▶ _Action item_
If a line comes after the one containing "Where can you see the dark", leave it out; copy every line before it, and that line too, exactly as written, starting from the first line of the entries.

Saved entries:
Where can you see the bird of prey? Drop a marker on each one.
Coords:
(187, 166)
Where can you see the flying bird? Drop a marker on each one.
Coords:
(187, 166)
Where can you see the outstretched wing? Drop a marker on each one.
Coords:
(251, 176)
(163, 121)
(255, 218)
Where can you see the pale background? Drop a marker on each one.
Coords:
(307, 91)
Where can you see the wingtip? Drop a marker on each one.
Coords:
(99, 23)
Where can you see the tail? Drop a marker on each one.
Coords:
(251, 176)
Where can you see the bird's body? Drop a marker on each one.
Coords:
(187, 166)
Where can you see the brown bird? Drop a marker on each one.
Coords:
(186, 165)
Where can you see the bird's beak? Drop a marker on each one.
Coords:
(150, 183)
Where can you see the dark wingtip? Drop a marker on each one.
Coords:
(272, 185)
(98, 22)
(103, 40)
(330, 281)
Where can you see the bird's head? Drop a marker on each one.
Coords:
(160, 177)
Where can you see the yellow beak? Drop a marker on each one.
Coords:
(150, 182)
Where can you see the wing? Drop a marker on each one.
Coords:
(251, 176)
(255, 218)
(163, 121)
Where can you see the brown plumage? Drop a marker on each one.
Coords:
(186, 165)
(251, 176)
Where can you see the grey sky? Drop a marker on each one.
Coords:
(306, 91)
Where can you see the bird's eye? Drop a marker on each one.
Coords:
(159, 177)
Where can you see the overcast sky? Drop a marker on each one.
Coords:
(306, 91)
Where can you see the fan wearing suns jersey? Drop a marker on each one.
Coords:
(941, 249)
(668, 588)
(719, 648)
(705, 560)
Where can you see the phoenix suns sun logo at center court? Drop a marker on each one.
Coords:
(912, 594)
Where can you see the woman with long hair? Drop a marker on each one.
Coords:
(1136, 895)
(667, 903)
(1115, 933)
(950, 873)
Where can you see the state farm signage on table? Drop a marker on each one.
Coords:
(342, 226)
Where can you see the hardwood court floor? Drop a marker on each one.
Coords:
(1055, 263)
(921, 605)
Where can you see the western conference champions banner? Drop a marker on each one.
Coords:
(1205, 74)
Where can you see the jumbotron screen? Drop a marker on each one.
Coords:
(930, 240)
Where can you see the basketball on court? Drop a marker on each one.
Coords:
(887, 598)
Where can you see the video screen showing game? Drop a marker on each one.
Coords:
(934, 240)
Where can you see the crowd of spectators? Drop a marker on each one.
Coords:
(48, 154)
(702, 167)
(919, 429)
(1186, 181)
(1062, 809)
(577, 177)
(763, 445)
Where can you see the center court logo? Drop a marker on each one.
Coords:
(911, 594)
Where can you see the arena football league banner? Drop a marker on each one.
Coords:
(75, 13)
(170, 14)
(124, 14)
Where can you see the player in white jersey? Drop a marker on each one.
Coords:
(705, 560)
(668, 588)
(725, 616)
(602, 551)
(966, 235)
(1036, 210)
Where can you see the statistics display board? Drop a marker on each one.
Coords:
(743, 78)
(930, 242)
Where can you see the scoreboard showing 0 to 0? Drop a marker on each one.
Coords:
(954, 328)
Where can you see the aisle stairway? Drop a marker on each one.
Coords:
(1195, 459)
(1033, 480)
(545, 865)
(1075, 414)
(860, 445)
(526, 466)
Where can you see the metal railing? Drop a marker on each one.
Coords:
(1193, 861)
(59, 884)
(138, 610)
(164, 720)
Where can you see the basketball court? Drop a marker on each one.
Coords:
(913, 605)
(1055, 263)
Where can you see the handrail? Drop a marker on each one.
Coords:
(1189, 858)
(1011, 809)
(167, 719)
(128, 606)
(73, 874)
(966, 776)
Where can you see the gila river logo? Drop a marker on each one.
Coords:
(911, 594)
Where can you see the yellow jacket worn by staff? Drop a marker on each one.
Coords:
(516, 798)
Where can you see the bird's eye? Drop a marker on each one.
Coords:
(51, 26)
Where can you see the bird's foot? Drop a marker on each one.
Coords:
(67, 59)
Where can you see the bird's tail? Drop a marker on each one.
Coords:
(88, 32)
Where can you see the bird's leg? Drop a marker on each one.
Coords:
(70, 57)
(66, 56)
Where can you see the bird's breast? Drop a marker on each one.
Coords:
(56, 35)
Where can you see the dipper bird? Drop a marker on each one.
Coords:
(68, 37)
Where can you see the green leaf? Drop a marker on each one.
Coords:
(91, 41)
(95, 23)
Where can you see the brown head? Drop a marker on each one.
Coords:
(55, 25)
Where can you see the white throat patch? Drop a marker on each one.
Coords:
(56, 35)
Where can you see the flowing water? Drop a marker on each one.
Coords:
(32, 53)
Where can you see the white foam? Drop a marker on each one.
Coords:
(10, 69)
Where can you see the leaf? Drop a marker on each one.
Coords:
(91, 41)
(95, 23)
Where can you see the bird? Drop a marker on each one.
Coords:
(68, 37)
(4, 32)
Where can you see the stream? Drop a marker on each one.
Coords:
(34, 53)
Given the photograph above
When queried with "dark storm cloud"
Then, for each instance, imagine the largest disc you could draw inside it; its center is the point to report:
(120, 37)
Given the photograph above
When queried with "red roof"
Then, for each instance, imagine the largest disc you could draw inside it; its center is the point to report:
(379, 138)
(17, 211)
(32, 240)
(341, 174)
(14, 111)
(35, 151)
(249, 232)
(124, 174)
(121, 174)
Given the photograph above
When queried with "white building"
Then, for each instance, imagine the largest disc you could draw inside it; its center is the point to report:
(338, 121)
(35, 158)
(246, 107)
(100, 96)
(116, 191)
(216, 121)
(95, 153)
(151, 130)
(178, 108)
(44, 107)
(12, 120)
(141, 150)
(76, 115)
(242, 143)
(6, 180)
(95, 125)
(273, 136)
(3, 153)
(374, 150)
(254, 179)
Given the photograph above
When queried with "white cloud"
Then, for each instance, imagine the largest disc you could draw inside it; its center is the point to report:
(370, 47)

▶ _Completed exercise_
Where can you see the bird of prey? Drop a marker on each one.
Coords:
(187, 166)
Where can you see the flying bird? Drop a marker on each one.
Coords:
(187, 166)
Where can you see the outstretched wing? Drop a marker on each one.
Coords:
(251, 176)
(163, 121)
(255, 218)
Where can you see the pale background? Drop a marker on each one.
Coords:
(307, 91)
Where can you see the wingtip? Drop a marker on each one.
Coords:
(99, 23)
Where can you see the tail? Drop a marker on each one.
Coords:
(251, 176)
Where can you see the bird's body? Drop a marker on each one.
Coords:
(187, 166)
Where can you see the brown bird? Drop a marker on each one.
Coords:
(186, 165)
Where can you see the bird's beak? Drop a marker on each one.
Coords:
(150, 183)
Where can you see the dark wingtip? Drop a marker on each one.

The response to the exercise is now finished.